## [Explore the material]
1. In the passage on the 1970s gay rights movement, rewrite the part that begins with the words "The increasing visibility" and ends with "to that time.", replacing "heterosexuals" with "straight people".
2. Continue the passage on the 1970s gay rights movement from its final sentence.

## [Exercise passage]
------

Private, consensual same-sex activity was decriminalized in England and Wales in 1967. Most same-sex activity was legalized in Canada in 1969. The Stonewall riots, which occurred in New York City in June 1969, are generally considered to have ignited the modern gay rights movement in the United States.

==Themes==
Considering the profound stigma still attached to homosexuality at the dawn of the 1970s, the movement, although still nascent, saw tremendous gains over the course of the decade. The American Psychiatric Association removed homosexuality from its list of psychiatric disorders in 1973. Homosexual decriminalisation laws and ordinances were passed by several cities and states, including Ann Arbor, Michigan in 1972, South Australia in 1975, the Australian Capital Territory in 1976, and in 1977 Quebec became the first jurisdiction larger than a city or county in the world to prohibit discrimination based on sexual orientation in the public and private sectors.

Bisexuality also saw increased visibility. A Quaker group, the Committee of Friends on Bisexuality, issued the "Ithaca Statement on Bisexuality" supporting bisexuals.
The Statement, which may have been "the first public declaration of the bisexual movement" and "was certainly the first statement on bisexuality issued by an American religious assembly," appeared in the Quaker Friends Journal and The Advocate in 1972.
 Today Quakers have varying opinions on LGBTQ people and rights, with some Quaker groups more accepting than others.

For the first time, a few openly gay people were elected to political office in the United States. In 1977 Harvey Milk, a politically active gay man in the emerging gay neighborhood The Castro, was elected to the Board of Supervisors in San Francisco. Milk and liberal San Francisco mayor George Moscone were assassinated the following year. In 1979 their assassin, Dan White, received a sentence of voluntary manslaughter. The anger the gay community felt about the murders and about White's light sentence further galvanized the movement (see White Night Riots).

The increasing visibility of gay people also generated a backlash during the 1970s. In perhaps the most discussed anti-gay rights campaign of the decade, singer Anita Bryant led a successful drive in 1977 to repeal a gay-rights ordinance in Dade County, Florida. The new openness about homosexuality proved disconcerting to some heterosexuals who had been accustomed to gay and lesbian people remaining closeted and politically silent. Canadian author Robertson Davies wrote during the decade that "the love that dare not speak its name" (referencing the famous Lord Alfred Douglas quotation, also quoted by Oscar Wilde during his court case in 1895) "has become the love that won't shut up." On October 14, 1979, approximately 100,000 people marched in Washington, D.C., in the largest pro-gay rights demonstration up to that time.

------

## [Record extracts]

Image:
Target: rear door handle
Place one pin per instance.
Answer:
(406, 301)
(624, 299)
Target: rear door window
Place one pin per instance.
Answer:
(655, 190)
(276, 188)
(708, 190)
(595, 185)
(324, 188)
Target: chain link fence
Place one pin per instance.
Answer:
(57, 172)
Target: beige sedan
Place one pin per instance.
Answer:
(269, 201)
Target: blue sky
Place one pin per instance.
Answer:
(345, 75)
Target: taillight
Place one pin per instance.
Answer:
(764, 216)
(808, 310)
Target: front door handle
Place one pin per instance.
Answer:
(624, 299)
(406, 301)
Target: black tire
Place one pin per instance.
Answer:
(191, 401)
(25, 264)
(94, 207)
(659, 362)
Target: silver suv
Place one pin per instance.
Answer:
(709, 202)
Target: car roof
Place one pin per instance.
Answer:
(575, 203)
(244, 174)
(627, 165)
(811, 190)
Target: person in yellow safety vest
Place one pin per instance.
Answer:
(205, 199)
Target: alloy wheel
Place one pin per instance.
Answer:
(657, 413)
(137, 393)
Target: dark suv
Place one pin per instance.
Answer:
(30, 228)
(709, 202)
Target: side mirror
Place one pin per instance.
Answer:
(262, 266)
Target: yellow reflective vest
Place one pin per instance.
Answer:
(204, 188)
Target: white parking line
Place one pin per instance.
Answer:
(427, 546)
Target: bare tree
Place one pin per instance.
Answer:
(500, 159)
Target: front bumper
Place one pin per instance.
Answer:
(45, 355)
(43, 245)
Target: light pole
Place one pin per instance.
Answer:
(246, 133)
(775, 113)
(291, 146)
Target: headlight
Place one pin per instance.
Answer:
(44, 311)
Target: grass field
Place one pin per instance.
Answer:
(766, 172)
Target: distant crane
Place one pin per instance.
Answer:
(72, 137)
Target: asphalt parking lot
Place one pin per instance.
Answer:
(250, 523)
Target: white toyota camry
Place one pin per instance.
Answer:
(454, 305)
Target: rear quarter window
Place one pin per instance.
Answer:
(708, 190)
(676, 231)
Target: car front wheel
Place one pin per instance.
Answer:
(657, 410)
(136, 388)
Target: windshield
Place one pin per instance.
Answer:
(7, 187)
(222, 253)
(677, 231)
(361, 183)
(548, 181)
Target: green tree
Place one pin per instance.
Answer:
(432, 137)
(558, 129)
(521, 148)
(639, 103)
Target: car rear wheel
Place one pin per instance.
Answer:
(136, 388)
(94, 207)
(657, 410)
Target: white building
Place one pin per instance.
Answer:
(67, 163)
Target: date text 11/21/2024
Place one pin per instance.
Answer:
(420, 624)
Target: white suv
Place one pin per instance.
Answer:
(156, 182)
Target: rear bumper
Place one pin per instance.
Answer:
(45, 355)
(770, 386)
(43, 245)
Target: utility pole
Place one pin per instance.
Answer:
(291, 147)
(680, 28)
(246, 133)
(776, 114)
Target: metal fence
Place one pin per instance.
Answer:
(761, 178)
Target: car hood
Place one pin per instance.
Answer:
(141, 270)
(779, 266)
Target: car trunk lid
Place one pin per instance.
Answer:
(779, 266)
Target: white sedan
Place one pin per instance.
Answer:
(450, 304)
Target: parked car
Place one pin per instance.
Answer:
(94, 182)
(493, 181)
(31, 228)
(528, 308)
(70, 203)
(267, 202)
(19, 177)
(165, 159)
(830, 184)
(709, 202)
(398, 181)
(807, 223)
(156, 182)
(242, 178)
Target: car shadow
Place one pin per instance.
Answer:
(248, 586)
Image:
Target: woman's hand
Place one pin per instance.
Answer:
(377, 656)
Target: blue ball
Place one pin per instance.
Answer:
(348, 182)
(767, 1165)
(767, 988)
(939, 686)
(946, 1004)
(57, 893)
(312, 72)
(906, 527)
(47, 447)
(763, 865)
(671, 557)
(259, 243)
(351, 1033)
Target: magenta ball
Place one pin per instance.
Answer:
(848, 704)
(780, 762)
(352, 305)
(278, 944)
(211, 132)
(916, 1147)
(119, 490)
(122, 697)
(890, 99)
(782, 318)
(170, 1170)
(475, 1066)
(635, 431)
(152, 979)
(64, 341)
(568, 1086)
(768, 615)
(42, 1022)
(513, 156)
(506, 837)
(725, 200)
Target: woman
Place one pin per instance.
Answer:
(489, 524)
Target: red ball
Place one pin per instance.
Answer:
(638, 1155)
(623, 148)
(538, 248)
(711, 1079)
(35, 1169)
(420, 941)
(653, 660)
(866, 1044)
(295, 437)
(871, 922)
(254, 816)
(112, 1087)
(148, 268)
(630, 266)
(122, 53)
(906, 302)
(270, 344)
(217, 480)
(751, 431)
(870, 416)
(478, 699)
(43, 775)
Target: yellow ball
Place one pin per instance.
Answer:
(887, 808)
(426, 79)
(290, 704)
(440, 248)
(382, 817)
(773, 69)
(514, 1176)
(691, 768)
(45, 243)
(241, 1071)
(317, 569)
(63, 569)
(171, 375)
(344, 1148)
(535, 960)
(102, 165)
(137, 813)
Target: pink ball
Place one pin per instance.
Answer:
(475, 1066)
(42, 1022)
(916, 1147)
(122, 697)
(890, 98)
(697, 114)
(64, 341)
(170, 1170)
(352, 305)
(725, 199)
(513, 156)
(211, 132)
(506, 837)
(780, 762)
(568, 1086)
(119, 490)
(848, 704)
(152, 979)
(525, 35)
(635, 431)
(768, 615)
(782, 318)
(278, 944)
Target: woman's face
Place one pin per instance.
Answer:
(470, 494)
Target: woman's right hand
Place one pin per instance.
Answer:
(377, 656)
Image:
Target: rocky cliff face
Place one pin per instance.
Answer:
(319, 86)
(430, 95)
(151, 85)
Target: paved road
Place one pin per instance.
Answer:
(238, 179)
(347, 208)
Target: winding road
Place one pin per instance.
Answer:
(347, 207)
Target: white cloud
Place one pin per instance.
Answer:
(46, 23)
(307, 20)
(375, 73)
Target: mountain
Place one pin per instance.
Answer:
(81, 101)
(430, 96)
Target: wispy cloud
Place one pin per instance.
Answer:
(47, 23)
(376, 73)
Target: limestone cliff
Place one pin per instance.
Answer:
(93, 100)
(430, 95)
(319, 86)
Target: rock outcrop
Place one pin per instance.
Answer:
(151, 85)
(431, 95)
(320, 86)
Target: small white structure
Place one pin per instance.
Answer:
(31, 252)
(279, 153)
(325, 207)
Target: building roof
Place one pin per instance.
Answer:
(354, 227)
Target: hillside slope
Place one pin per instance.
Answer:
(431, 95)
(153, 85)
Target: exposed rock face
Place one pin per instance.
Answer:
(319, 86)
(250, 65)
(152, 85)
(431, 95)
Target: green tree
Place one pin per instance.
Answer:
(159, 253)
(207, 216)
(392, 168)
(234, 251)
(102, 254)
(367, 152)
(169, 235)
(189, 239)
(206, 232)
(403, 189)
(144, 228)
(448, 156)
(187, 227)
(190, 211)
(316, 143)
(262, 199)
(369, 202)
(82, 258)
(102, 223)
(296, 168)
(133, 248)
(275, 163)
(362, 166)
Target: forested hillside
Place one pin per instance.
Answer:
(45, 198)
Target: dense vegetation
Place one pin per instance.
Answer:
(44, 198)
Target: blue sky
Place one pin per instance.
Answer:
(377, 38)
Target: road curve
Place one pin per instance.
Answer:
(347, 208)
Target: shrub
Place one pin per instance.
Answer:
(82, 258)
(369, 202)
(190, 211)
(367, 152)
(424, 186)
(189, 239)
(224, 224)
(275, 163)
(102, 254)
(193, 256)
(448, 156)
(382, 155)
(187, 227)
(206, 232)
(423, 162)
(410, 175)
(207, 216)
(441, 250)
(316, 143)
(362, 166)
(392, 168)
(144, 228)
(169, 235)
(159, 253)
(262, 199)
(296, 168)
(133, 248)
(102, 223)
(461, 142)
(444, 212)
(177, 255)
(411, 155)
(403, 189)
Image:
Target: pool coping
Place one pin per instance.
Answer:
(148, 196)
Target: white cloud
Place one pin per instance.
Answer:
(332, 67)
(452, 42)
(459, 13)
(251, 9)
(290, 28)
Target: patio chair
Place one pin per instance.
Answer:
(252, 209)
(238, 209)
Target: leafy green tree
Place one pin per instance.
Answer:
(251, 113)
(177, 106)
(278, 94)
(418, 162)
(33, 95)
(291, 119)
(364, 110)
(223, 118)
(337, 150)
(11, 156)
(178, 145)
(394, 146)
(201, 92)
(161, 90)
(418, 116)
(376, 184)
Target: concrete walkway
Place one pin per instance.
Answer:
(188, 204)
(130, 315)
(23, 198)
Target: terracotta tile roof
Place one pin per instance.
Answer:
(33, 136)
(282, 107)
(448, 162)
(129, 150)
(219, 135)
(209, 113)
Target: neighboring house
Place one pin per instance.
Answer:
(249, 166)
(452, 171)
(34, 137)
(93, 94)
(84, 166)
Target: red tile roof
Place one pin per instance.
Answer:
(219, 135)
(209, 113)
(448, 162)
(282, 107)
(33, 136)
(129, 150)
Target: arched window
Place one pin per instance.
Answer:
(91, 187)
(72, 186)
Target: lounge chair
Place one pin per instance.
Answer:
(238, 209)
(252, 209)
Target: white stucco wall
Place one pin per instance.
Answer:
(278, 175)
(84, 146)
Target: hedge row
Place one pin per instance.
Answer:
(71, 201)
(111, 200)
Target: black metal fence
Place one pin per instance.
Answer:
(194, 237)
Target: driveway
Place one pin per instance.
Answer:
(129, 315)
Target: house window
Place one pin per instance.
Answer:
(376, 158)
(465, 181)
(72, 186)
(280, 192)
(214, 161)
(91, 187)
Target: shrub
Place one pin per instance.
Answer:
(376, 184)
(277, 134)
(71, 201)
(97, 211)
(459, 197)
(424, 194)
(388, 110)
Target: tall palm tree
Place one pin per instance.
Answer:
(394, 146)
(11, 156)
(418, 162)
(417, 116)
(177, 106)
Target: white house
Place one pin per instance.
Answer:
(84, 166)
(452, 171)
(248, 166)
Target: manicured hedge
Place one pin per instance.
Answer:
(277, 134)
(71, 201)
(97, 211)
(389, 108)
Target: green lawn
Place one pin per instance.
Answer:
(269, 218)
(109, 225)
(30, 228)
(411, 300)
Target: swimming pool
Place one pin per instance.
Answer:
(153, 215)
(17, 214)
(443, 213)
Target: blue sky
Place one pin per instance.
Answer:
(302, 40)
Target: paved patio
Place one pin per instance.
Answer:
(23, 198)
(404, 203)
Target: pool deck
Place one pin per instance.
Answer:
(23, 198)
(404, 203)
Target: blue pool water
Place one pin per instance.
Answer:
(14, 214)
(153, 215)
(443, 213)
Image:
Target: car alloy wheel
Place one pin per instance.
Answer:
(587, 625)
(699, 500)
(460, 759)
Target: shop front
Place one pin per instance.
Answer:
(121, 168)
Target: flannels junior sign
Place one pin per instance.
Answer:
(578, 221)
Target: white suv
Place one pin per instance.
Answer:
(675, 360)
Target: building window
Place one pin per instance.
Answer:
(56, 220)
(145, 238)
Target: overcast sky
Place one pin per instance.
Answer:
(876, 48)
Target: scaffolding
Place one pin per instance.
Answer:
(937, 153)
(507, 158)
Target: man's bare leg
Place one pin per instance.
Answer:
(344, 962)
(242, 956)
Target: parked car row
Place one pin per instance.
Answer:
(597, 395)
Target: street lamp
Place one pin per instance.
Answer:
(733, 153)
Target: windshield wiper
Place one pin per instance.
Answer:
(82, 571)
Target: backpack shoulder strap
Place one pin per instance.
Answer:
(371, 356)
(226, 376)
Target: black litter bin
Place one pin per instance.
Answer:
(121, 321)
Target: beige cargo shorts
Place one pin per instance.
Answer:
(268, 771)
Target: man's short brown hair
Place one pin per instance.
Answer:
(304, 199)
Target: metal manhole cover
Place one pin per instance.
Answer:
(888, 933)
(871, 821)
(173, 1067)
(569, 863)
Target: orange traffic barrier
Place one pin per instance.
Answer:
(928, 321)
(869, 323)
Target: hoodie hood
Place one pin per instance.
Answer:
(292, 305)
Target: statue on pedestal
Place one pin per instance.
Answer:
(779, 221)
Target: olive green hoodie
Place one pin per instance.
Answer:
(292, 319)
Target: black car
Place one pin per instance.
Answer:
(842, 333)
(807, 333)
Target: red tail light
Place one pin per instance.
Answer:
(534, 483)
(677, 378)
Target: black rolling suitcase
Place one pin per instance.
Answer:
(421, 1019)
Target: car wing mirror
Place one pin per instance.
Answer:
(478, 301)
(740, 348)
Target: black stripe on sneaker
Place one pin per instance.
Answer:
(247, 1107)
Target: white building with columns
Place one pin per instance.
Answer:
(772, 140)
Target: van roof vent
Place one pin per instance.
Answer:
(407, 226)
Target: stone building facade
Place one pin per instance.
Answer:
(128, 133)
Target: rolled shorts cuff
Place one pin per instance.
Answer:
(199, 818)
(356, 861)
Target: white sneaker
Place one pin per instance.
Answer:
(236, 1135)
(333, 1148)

------

## [Answers for the exercise]
1.
The increasing visibility of gay people also generated a backlash during the 1970s. In perhaps the most discussed anti-gay rights campaign of the decade, singer Anita Bryant led a successful drive in 1977 to repeal a gay-rights ordinance in Dade County, Florida. The new openness about homosexuality proved disconcerting to some straight people who had been accustomed to gay and lesbian people remaining closeted and politically silent. Canadian author Robertson Davies wrote during the decade that "the love that dare not speak its name" (referencing the famous Lord Alfred Douglas quotation, also quoted by Oscar Wilde during his court case in 1895) "has become the love that won't shut up." On October 14, 1979, approximately 100,000 people marched in Washington, D.C., in the largest pro-gay rights demonstration up to that time.

2.
==By year==
- 1970 – The first Gay Liberation Day March is held in New York City; The first LGBT Pride Parade is held in Los Angeles; The first "Gay-in" held in San Francisco; Carl Wittman writes A Gay Manifesto; CAMP (Campaign Against Moral Persecution) is formed in Australia.
- 1971 – Society Five (a homosexual rights organization) is formed in Melbourne, Australia; Homosexuality is decriminalized in Austria, Costa Rica and Finland; Colorado and Oregon repeal sodomy laws; Idaho repeals the sodomy law — Then re-instates the repealed sodomy law because of outrage among Mormons and Catholics. The Netherlands changes the homosexual age of consent to 16, the same as the straight age of consent; The U.S. Libertarian Party calls for the repeal of all victimless crime laws, including the sodomy laws; Dr. Frank Kameny becomes the first openly gay candidate for the United States Congress; The University of Michigan establishes the first collegiate LGBT programs office, then known as the "Gay Advocate's Office." The UK Gay Liberation Front (GLF) was recognized as a political movement in the national press and was holding weekly meetings of 200 to 300 people.
- 1972 – Sweden becomes first country in the world to allow transgender people (called transsexuals at the time) to legally change their sex, and provides free hormone therapy; Hawaii legalizes homosexuality; In Australia, the Dunstan Labor government introduces a consenting adults in private type defence in South Australia. This defence was initiated as a bill by Murray Hill, father of former Defence Minister Robert Hill, and later repealed the state's sodomy law in 1975; Norway decriminalizes homosexuality; East Lansing, Michigan and Ann Arbor, Michigan and San Francisco, California become the first cities in United States to pass a homosexual rights ordinance. Jim Foster, San Francisco and Madeline Davis, Buffalo, New York, first gay and lesbian delegates to the Democratic Convention, Miami, McGovern; give the first speeches advocating a gay rights plank in the Democratic Party Platform. "Stonewall Nation" first gay anthem is written and recorded by Madeline Davis and is produced on 45 rpm record by the Mattachine Society of the Niagara Frontier. Lesbianism 101, first lesbianism course in the U.S. taught at the University of Buffalo by Margaret Small and Madeline Davis. A Quaker group, the Committee of Friends on Bisexuality, issued the "Ithaca Statement on Bisexuality" supporting bisexuals.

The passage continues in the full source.